--- Begin ---
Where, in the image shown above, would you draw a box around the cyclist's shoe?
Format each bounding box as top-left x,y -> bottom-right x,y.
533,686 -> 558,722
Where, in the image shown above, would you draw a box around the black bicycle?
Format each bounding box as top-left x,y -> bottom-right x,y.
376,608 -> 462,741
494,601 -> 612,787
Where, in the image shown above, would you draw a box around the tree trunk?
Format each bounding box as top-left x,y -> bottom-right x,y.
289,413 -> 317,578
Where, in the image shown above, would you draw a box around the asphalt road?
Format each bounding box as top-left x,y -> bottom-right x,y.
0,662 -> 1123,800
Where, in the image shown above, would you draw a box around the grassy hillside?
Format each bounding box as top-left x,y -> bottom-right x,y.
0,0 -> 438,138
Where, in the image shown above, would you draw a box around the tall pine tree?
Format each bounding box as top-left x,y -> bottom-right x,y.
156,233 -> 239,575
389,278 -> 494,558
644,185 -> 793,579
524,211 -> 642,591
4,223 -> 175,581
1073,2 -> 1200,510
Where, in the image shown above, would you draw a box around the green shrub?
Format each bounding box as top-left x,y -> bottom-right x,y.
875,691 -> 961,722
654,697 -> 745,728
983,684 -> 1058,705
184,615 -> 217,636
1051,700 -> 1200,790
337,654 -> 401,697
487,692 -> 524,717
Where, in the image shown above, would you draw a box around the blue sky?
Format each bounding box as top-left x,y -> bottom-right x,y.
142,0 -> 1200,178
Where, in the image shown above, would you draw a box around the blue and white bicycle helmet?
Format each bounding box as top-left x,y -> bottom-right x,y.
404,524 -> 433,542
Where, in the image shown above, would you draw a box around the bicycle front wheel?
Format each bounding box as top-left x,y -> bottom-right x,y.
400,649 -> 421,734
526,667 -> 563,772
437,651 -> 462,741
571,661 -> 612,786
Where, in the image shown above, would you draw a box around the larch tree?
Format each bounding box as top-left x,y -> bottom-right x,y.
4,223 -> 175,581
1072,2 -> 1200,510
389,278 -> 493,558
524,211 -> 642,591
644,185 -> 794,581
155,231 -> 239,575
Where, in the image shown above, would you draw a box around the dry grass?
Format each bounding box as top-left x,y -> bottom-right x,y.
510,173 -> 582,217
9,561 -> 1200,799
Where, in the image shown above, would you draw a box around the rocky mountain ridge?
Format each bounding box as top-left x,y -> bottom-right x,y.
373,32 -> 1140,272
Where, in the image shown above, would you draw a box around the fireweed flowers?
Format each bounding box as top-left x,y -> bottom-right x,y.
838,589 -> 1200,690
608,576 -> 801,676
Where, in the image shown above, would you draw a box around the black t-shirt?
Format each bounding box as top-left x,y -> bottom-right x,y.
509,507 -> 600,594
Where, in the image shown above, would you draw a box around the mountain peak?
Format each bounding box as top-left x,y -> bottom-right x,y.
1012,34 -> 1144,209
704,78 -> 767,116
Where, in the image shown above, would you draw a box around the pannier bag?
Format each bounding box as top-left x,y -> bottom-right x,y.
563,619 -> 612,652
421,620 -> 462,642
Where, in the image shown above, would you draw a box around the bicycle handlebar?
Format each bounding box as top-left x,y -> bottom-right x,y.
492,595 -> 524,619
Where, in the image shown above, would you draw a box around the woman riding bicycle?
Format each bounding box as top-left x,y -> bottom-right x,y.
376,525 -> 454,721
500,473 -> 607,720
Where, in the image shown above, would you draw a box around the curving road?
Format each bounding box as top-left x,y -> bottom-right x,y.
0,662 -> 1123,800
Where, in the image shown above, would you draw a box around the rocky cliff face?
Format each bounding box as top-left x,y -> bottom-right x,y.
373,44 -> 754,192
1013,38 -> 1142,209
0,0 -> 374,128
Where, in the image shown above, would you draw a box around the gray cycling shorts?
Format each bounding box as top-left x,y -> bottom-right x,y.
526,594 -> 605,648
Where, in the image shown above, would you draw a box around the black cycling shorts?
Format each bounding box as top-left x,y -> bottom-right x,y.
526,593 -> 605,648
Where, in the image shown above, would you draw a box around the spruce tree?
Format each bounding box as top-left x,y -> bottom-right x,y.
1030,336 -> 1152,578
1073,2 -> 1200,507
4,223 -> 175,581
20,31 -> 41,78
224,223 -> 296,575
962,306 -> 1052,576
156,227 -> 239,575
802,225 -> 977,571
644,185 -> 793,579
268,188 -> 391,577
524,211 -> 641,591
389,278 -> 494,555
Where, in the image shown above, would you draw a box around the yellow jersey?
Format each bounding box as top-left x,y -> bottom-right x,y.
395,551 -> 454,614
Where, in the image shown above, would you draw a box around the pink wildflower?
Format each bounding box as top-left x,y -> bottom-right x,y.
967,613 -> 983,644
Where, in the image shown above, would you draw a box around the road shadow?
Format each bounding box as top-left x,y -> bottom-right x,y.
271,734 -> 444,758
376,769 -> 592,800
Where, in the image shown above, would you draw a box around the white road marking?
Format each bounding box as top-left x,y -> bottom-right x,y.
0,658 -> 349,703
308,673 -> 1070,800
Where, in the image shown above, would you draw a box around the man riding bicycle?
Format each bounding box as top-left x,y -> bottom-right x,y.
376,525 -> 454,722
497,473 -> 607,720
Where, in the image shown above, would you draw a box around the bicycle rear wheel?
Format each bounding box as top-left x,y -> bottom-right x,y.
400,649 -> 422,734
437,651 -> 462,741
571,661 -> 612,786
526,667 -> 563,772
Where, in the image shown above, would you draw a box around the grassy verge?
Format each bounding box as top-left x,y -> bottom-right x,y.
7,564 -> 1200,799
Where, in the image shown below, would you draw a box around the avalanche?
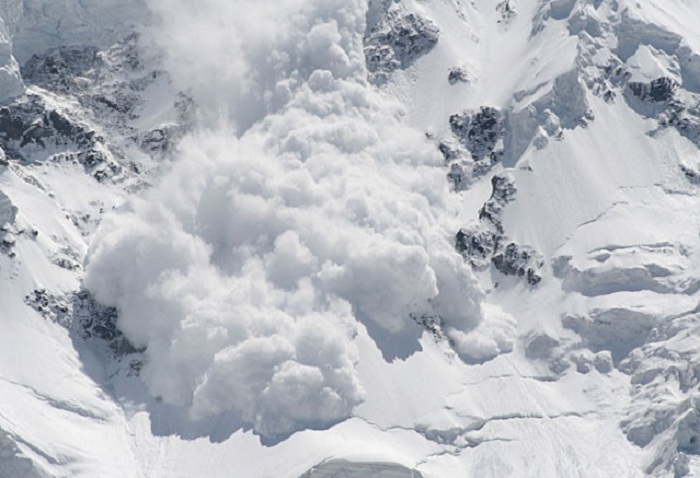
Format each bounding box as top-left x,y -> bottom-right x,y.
0,0 -> 700,478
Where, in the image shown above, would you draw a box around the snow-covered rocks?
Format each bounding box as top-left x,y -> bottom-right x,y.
364,2 -> 440,84
299,460 -> 423,478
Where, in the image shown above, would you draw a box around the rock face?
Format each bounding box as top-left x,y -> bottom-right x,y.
365,3 -> 440,84
455,175 -> 544,286
300,460 -> 423,478
491,242 -> 543,285
628,77 -> 678,103
450,106 -> 505,163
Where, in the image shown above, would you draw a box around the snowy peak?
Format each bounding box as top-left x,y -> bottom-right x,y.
0,0 -> 700,478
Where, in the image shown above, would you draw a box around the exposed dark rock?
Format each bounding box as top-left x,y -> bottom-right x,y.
525,333 -> 559,360
455,225 -> 499,269
450,106 -> 505,163
24,289 -> 138,356
491,243 -> 543,285
21,46 -> 103,93
455,175 -> 544,286
628,77 -> 678,103
365,6 -> 440,84
680,164 -> 700,184
410,314 -> 454,345
447,68 -> 469,85
479,174 -> 517,234
496,0 -> 516,23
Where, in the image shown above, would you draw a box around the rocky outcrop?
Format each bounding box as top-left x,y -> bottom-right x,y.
455,175 -> 544,286
450,106 -> 505,163
627,77 -> 678,103
438,106 -> 506,191
365,4 -> 440,84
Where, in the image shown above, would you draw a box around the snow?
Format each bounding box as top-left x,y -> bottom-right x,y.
0,0 -> 700,478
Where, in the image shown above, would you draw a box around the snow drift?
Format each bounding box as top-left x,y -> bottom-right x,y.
84,0 -> 514,437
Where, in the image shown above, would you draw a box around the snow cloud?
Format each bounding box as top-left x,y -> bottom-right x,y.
85,0 -> 512,437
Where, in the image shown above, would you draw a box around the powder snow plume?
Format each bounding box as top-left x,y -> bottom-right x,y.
85,0 -> 514,437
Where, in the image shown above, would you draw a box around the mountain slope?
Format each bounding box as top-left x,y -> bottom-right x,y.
0,0 -> 700,478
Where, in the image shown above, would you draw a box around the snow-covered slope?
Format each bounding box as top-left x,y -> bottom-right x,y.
0,0 -> 700,478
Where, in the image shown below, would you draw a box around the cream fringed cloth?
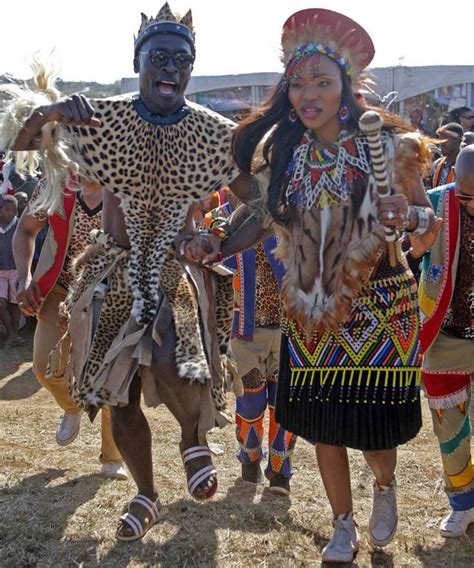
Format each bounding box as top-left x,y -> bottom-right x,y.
49,232 -> 232,435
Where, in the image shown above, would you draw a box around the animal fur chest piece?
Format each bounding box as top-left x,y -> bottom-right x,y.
65,97 -> 238,323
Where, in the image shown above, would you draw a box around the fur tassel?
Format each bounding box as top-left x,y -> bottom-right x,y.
428,388 -> 468,409
0,59 -> 79,215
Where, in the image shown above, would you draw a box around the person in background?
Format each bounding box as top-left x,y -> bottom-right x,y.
409,107 -> 430,136
13,178 -> 128,479
411,145 -> 474,537
449,106 -> 474,130
459,131 -> 474,150
0,195 -> 25,348
428,122 -> 464,188
15,191 -> 29,217
205,194 -> 296,495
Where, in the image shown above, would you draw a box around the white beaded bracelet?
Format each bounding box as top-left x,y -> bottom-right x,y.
407,205 -> 430,235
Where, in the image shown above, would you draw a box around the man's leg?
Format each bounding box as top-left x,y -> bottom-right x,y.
99,406 -> 128,480
235,369 -> 267,483
110,376 -> 159,539
0,298 -> 15,342
422,333 -> 474,537
431,387 -> 474,537
152,324 -> 217,500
--- End ---
▶ [Description of the task]:
Extract every line of the records above that contains the word "blue".

▶ [Answer to this problem]:
Where, in the image shown above, would you draw a box around the blue sky?
Where, in the image shown above, would you draw a box around the blue and white bicycle helmet?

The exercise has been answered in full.